### Exercise
The word "woman" turns up on some lines of this data; say how many, and give no other text.

════════

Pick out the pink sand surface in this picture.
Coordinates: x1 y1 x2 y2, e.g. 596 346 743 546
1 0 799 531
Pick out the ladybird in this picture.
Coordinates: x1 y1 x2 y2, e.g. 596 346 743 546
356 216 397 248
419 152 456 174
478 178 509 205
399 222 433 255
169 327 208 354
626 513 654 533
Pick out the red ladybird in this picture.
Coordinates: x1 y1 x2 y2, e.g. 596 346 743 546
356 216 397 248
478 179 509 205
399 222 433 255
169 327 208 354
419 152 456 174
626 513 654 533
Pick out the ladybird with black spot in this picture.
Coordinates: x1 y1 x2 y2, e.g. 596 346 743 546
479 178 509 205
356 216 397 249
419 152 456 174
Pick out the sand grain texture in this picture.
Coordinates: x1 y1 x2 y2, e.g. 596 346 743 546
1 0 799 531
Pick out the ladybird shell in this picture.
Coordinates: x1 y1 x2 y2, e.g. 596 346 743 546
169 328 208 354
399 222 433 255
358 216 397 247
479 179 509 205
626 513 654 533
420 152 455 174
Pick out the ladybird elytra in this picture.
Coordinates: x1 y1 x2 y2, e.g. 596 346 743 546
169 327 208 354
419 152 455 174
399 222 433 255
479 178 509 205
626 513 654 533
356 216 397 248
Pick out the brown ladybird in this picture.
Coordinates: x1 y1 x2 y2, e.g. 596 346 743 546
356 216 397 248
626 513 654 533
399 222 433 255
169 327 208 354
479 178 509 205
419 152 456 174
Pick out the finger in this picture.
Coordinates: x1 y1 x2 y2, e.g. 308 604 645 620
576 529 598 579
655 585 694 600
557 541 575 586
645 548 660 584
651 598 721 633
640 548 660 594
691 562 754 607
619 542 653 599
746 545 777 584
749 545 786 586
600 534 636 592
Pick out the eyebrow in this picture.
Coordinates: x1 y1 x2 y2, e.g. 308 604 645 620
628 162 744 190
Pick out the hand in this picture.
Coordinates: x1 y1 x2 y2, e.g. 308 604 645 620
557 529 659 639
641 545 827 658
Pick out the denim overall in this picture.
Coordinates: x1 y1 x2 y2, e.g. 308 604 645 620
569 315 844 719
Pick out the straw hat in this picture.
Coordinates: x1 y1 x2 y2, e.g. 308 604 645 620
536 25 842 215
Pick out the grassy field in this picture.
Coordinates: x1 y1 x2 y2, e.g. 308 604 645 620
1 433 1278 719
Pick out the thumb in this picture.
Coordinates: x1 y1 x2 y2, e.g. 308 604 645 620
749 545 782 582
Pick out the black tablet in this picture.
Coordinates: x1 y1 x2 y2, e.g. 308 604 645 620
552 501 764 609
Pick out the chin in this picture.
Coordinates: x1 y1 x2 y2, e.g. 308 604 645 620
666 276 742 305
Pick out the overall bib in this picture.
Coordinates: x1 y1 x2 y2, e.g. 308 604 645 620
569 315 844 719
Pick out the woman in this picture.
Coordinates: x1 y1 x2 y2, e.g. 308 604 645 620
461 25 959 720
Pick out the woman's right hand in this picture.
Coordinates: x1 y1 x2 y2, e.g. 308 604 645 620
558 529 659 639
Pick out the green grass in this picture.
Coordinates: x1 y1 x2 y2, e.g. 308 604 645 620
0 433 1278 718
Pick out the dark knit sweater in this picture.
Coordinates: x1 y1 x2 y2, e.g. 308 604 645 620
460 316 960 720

════════

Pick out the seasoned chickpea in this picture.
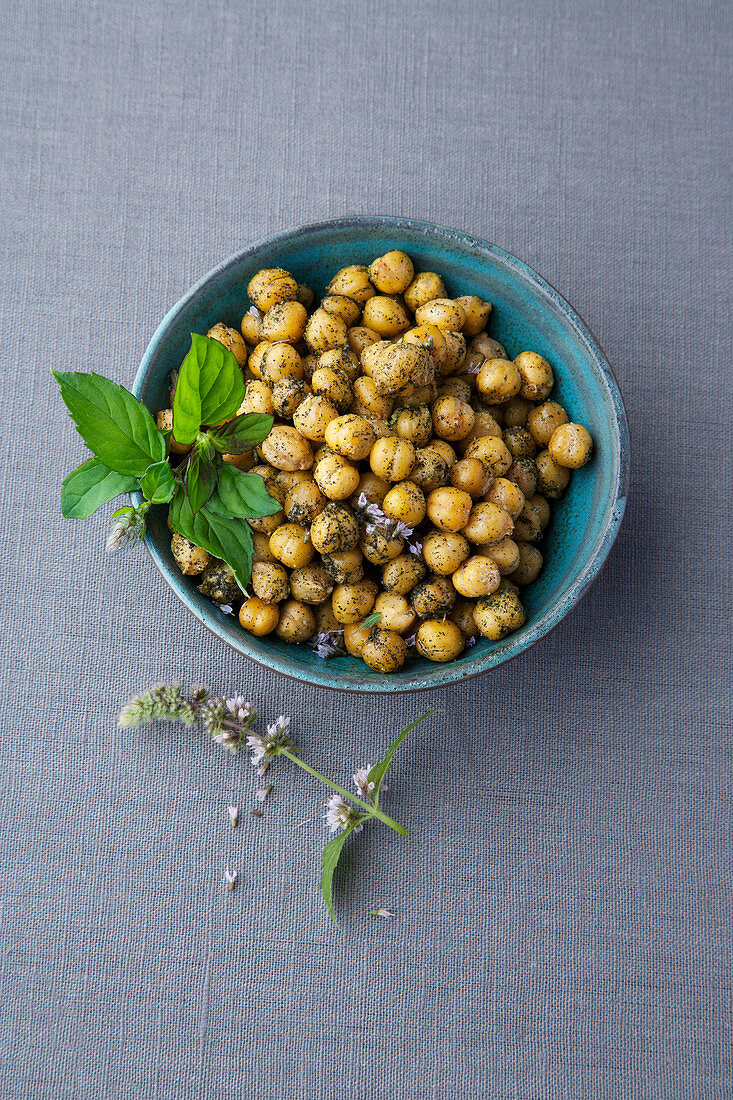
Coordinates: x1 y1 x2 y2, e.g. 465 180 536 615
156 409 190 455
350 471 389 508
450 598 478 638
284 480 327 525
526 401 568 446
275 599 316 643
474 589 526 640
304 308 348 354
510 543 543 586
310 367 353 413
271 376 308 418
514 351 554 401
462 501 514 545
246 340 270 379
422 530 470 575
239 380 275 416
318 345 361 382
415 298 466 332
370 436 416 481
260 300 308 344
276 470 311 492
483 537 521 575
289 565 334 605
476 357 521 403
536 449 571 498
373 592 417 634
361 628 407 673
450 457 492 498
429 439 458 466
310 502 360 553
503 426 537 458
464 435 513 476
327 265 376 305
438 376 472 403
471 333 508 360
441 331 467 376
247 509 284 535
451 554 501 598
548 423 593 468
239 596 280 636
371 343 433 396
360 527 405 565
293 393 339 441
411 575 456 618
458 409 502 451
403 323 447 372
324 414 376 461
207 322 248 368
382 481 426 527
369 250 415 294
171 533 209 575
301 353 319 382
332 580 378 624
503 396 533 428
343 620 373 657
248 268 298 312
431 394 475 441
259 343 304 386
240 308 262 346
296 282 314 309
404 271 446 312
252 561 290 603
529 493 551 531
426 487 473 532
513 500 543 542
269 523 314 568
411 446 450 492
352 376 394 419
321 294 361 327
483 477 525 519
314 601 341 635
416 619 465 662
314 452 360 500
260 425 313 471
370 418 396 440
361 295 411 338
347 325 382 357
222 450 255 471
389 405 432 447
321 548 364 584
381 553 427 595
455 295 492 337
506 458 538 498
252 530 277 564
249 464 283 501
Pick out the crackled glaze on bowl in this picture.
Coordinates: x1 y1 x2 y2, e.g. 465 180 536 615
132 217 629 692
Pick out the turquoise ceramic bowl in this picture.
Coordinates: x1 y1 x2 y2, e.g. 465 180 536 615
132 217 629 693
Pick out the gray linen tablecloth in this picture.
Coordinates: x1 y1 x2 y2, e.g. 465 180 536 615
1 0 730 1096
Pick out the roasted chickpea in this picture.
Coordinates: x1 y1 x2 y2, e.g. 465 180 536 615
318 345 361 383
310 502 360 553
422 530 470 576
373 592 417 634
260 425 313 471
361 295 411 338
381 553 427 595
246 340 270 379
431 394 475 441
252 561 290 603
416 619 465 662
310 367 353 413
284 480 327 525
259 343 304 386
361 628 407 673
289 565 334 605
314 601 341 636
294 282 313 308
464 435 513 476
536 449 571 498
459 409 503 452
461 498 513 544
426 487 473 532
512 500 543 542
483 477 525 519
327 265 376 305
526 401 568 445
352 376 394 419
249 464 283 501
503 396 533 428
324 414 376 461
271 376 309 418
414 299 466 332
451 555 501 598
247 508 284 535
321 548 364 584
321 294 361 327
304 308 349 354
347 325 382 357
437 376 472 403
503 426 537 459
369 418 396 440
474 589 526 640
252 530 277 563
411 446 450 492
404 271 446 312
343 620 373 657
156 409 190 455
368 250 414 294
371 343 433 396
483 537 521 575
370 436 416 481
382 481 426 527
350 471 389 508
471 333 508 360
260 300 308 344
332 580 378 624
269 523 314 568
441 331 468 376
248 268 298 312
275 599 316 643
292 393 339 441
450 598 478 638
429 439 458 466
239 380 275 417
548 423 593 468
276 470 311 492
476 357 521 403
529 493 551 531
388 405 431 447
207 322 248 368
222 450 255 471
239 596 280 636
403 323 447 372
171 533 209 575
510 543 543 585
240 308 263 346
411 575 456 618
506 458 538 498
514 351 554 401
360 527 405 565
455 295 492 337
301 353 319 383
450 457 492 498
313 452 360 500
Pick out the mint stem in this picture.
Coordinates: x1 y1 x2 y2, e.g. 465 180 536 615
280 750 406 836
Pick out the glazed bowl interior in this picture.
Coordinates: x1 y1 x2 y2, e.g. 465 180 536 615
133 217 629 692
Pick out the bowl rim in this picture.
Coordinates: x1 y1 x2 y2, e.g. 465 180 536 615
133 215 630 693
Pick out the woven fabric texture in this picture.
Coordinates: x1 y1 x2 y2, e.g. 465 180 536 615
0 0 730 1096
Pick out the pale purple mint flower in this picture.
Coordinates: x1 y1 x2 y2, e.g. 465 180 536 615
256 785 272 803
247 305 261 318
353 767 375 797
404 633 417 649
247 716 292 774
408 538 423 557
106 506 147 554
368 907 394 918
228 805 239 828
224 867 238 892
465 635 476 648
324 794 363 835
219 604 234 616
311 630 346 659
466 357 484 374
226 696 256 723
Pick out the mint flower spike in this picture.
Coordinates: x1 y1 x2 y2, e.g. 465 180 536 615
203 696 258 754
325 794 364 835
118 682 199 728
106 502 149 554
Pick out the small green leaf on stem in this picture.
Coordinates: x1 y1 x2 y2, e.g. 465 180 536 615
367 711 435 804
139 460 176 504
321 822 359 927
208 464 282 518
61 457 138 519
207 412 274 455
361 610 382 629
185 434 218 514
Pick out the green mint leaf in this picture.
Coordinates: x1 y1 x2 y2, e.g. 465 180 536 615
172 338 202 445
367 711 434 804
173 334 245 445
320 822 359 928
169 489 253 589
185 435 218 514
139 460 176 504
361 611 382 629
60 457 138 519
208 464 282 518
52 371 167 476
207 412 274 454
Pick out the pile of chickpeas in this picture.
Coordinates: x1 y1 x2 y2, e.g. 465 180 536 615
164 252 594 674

════════

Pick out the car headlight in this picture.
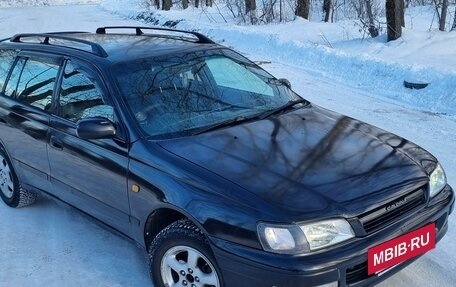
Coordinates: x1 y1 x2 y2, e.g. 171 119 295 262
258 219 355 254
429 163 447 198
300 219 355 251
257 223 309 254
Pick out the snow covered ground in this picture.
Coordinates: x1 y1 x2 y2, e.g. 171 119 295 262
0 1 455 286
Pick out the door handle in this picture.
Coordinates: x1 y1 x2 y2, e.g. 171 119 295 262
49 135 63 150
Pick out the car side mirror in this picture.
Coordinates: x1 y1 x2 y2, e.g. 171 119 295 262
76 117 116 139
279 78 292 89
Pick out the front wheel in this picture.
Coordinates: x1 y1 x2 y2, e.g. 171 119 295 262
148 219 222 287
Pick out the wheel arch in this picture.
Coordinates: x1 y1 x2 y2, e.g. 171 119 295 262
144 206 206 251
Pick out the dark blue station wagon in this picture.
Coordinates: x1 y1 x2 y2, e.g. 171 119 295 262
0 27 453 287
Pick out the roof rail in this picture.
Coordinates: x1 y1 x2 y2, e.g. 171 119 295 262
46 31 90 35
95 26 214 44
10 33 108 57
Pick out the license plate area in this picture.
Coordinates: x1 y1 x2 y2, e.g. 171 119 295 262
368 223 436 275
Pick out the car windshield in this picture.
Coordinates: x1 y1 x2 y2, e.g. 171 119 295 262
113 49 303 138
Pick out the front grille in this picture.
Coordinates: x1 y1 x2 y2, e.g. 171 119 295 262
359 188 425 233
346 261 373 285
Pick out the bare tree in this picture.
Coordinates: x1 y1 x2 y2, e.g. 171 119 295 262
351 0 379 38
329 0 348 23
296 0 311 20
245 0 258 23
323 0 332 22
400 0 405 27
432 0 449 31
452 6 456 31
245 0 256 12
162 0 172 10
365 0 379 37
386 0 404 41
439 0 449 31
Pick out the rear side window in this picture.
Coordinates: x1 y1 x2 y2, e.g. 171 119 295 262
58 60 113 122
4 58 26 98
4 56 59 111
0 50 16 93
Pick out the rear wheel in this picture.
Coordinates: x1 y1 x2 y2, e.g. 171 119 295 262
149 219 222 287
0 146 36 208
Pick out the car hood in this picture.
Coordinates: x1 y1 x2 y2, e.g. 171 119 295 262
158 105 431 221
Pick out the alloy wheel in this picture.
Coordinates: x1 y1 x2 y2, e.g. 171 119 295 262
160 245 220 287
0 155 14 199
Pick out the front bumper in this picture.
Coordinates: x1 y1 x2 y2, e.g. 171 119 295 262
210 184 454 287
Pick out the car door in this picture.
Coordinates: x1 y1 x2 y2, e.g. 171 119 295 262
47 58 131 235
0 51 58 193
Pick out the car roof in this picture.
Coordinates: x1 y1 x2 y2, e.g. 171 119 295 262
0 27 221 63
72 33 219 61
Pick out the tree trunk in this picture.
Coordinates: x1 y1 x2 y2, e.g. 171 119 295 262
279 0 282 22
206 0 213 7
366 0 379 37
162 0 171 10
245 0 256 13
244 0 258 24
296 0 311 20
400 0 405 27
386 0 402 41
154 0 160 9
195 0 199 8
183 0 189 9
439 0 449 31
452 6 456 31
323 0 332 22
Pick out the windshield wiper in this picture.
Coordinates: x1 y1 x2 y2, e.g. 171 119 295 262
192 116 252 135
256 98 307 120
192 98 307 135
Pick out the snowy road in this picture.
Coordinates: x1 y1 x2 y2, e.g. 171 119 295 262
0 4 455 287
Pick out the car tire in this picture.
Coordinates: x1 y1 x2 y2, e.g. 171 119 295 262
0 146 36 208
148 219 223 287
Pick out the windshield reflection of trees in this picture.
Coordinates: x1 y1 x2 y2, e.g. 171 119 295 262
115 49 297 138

════════

### The completed task
2